■ TASK STATEMENT
Recast every line of the items below as a Markdown table with the columns Row and Line, numbering the rows in order and skipping blank lines. Leave the pictures out.

■ RECORDS SHOWN
------

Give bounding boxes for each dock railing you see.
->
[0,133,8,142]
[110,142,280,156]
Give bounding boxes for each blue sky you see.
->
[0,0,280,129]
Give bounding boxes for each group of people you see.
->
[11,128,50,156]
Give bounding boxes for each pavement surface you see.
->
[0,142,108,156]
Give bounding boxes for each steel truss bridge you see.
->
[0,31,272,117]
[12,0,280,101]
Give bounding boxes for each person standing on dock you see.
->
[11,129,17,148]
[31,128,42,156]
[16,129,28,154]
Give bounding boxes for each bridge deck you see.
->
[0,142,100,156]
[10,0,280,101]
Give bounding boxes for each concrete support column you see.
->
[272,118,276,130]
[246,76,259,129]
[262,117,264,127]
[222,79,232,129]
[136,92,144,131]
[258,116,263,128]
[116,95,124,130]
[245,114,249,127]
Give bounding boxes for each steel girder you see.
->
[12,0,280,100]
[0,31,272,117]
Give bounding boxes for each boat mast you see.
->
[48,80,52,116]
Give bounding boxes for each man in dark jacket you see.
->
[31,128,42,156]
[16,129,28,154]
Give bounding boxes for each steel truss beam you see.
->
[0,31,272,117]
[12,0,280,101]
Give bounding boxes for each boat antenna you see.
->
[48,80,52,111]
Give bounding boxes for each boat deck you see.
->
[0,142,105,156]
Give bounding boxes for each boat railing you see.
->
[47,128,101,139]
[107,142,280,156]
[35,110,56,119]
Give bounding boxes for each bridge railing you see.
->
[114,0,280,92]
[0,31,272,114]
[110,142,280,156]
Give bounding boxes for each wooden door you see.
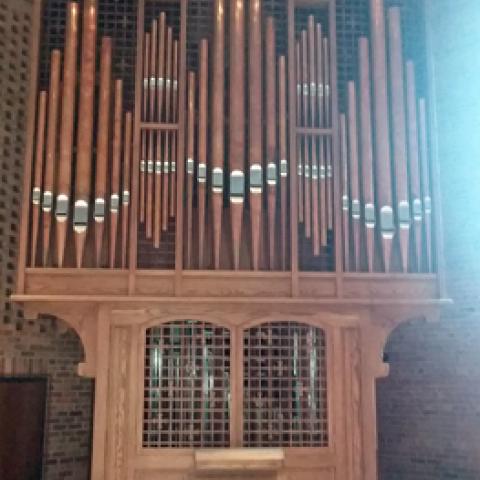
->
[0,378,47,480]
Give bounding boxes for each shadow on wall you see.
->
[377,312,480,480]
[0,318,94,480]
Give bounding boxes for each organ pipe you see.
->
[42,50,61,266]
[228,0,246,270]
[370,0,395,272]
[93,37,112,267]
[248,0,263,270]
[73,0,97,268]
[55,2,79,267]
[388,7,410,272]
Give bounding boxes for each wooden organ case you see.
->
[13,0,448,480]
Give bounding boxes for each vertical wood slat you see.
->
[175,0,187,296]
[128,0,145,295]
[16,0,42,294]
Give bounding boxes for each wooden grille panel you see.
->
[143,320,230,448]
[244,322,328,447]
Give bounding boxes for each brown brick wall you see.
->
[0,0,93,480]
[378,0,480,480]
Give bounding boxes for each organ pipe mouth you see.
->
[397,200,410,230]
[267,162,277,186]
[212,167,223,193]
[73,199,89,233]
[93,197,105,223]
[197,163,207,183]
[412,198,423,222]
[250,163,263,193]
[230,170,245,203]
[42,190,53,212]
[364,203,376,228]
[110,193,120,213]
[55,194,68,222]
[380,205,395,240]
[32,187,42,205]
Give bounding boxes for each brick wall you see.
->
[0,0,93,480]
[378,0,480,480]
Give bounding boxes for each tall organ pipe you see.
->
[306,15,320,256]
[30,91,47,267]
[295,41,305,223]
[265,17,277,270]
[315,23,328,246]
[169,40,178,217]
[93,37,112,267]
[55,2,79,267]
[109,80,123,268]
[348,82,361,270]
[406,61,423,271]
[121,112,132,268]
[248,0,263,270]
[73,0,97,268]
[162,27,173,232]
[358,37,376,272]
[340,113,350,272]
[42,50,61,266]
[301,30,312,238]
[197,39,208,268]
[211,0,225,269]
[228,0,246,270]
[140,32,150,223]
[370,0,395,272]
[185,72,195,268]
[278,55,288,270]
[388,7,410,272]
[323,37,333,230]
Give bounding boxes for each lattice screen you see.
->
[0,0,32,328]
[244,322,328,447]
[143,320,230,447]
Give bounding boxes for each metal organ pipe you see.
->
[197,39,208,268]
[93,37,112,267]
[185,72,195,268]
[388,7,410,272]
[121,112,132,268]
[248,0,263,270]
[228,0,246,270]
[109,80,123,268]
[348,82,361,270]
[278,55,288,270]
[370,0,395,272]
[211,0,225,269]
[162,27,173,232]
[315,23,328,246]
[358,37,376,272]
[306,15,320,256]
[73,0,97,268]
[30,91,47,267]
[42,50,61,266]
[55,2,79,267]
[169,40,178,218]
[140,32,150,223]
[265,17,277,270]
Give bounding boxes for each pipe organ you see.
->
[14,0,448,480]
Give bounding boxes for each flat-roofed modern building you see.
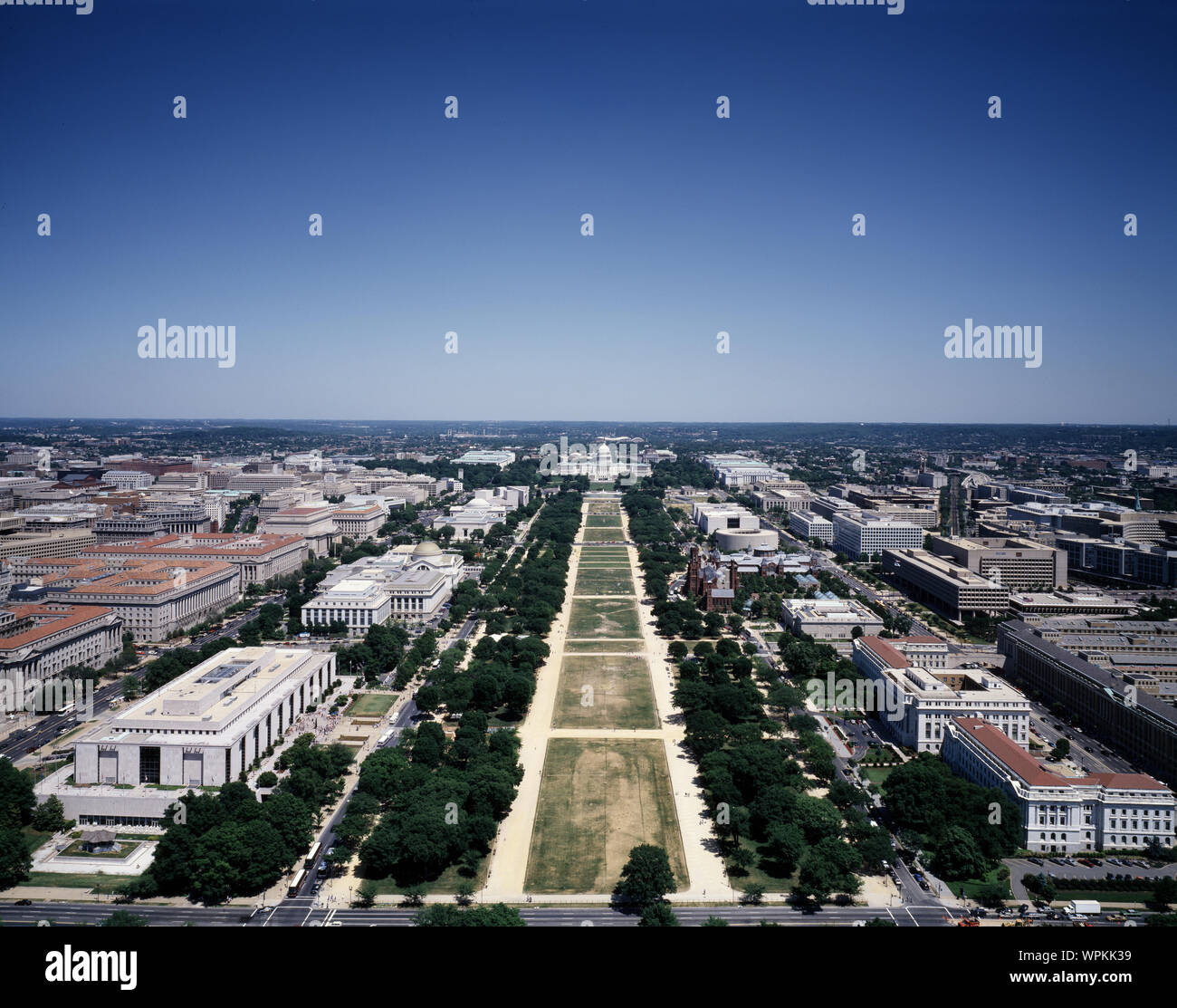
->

------

■ OUTPUT
| Row | Line |
|---|---|
| 1 | Give bounding boxes for each dock railing you see. |
| 2 | -> |
| 3 | [0,133,8,142] |
| 4 | [110,142,280,156] |
| 5 | Give bounding boxes for each blue sky you see. |
| 6 | -> |
| 7 | [0,0,280,129] |
| 8 | Give bounding boxes for each group of people you see. |
| 9 | -> |
| 10 | [11,128,50,156] |
| 11 | Give bounding boxes for each pavement surface you see. |
| 12 | -> |
| 13 | [0,142,108,156] |
| 14 | Give bounding boxes for each steel truss bridge you see. |
| 15 | -> |
| 16 | [0,31,272,117] |
| 17 | [12,0,280,101] |
| 18 | Give bounding boxes for each person standing on dock you see. |
| 19 | -> |
| 20 | [11,129,17,148] |
| 21 | [31,128,42,156] |
| 22 | [16,129,28,154] |
| 23 | Give bounding boxes for each bridge deck you see. |
| 24 | -> |
| 25 | [0,142,100,156] |
| 26 | [10,0,280,101] |
| 27 | Give bounding boxes for each concrete support column you see. |
| 28 | -> |
| 29 | [272,118,276,130] |
| 30 | [246,76,259,129] |
| 31 | [262,117,264,127] |
| 32 | [222,79,232,129] |
| 33 | [136,92,144,131] |
| 34 | [258,116,263,128] |
| 35 | [116,95,124,130] |
| 36 | [245,114,249,127] |
| 37 | Give bounding boxes for each steel girder you see. |
| 38 | -> |
| 39 | [12,0,280,100] |
| 40 | [0,31,272,117] |
| 41 | Give bounding boxes for each boat mast you see. |
| 42 | -> |
| 43 | [48,80,52,116] |
| 44 | Give bounding boxes for each man in dark jacket you see. |
| 45 | -> |
| 46 | [31,128,42,156] |
| 47 | [16,129,28,154] |
| 48 | Give bounding boxes for each steel truss beam you see. |
| 49 | -> |
| 50 | [0,31,272,117] |
| 51 | [12,0,280,101] |
| 52 | Give bounding boxes for each boat antenna you see. |
| 53 | -> |
| 54 | [48,80,52,111] |
| 55 | Give bounding boxes for each boat deck you see. |
| 56 | -> |
| 57 | [0,142,105,156] |
| 58 | Give bounding boxes for each boat railing you see. |
| 59 | -> |
| 60 | [47,128,101,139] |
| 61 | [107,142,280,156] |
| 62 | [35,110,56,119] |
| 63 | Give bounding boxes for each bridge railing you see. |
| 64 | -> |
| 65 | [114,0,280,92] |
| 66 | [0,31,272,114] |
| 67 | [110,142,280,156] |
| 68 | Give bounding boxes for each wooden door you see. |
| 69 | -> |
| 70 | [0,378,47,480] |
| 71 | Give bounding boxes for each shadow on wall you see. |
| 72 | -> |
| 73 | [377,312,480,480] |
| 74 | [0,318,94,480] |
| 75 | Give bounding boxes for each organ pipe you see. |
| 76 | -> |
| 77 | [42,50,61,266] |
| 78 | [228,0,246,270] |
| 79 | [370,0,395,272] |
| 80 | [93,37,112,267] |
| 81 | [248,0,263,270] |
| 82 | [73,0,97,268] |
| 83 | [55,2,79,267] |
| 84 | [388,7,410,272] |
| 85 | Give bounding boxes for each wooden organ case you see. |
| 86 | -> |
| 87 | [13,0,448,480] |
| 88 | Give bounding boxes for each vertical wood slat you see. |
| 89 | -> |
| 90 | [175,0,187,296] |
| 91 | [128,0,145,295] |
| 92 | [16,0,42,294] |
| 93 | Give bounding boxes for each wooden grille panel you see. |
| 94 | -> |
| 95 | [143,320,230,448] |
| 96 | [244,322,328,447] |
| 97 | Give bounding boxes for each brown brick wall you see. |
| 98 | -> |
| 99 | [0,0,93,480] |
| 100 | [378,0,480,480] |
| 101 | Give bounding boxes for each organ pipe mouth you see. |
| 102 | -> |
| 103 | [397,200,410,230] |
| 104 | [267,162,277,186] |
| 105 | [212,167,223,193] |
| 106 | [73,199,89,233] |
| 107 | [93,197,105,223] |
| 108 | [197,163,207,183] |
| 109 | [412,198,423,222] |
| 110 | [250,163,263,193] |
| 111 | [230,170,245,203] |
| 112 | [42,190,53,212] |
| 113 | [364,203,376,228] |
| 114 | [110,193,120,213] |
| 115 | [55,194,68,222] |
| 116 | [380,205,395,240] |
| 117 | [32,187,42,205] |
| 118 | Give bounding boxes for each brick wall you see. |
| 119 | -> |
| 120 | [0,0,93,480] |
| 121 | [378,0,480,480] |
| 122 | Give bounding boxes for each tall organ pipe you see. |
| 123 | -> |
| 124 | [306,15,320,256] |
| 125 | [30,91,47,267] |
| 126 | [295,41,305,223] |
| 127 | [265,17,277,270] |
| 128 | [315,23,328,246] |
| 129 | [169,40,178,217] |
| 130 | [93,37,112,267] |
| 131 | [55,2,79,267] |
| 132 | [109,80,123,268] |
| 133 | [348,82,361,270] |
| 134 | [406,61,423,271] |
| 135 | [121,112,132,268] |
| 136 | [248,0,263,270] |
| 137 | [73,0,97,268] |
| 138 | [162,27,173,232] |
| 139 | [358,37,376,272] |
| 140 | [340,113,350,272] |
| 141 | [42,50,61,266] |
| 142 | [301,30,312,238] |
| 143 | [197,39,208,268] |
| 144 | [211,0,225,269] |
| 145 | [228,0,246,270] |
| 146 | [140,32,150,223] |
| 147 | [370,0,395,272] |
| 148 | [185,72,195,268] |
| 149 | [278,55,288,270] |
| 150 | [388,7,410,272] |
| 151 | [323,37,333,230] |
| 152 | Give bounding boxes for each lattice screen you see. |
| 153 | -> |
| 154 | [0,0,32,328] |
| 155 | [244,322,328,447] |
| 156 | [143,320,230,447] |
| 157 | Give bounding boxes for each metal organ pipe you see. |
| 158 | -> |
| 159 | [197,39,208,268] |
| 160 | [93,37,112,267] |
| 161 | [185,72,195,268] |
| 162 | [388,7,410,272] |
| 163 | [121,112,132,268] |
| 164 | [248,0,263,270] |
| 165 | [228,0,246,270] |
| 166 | [109,80,123,268] |
| 167 | [348,82,361,270] |
| 168 | [278,55,288,270] |
| 169 | [370,0,395,272] |
| 170 | [211,0,225,269] |
| 171 | [162,27,173,232] |
| 172 | [315,23,328,246] |
| 173 | [358,37,376,272] |
| 174 | [306,15,320,256] |
| 175 | [73,0,97,268] |
| 176 | [30,91,47,267] |
| 177 | [42,50,61,266] |
| 178 | [55,2,79,267] |
| 179 | [169,40,178,218] |
| 180 | [140,32,150,223] |
| 181 | [265,17,277,270] |
| 182 | Give bounding boxes for each pipe organ you see. |
| 183 | -> |
| 184 | [14,0,448,480] |
| 185 | Give bounding boxes for each flat-roofed modern building you see. |
| 186 | -> |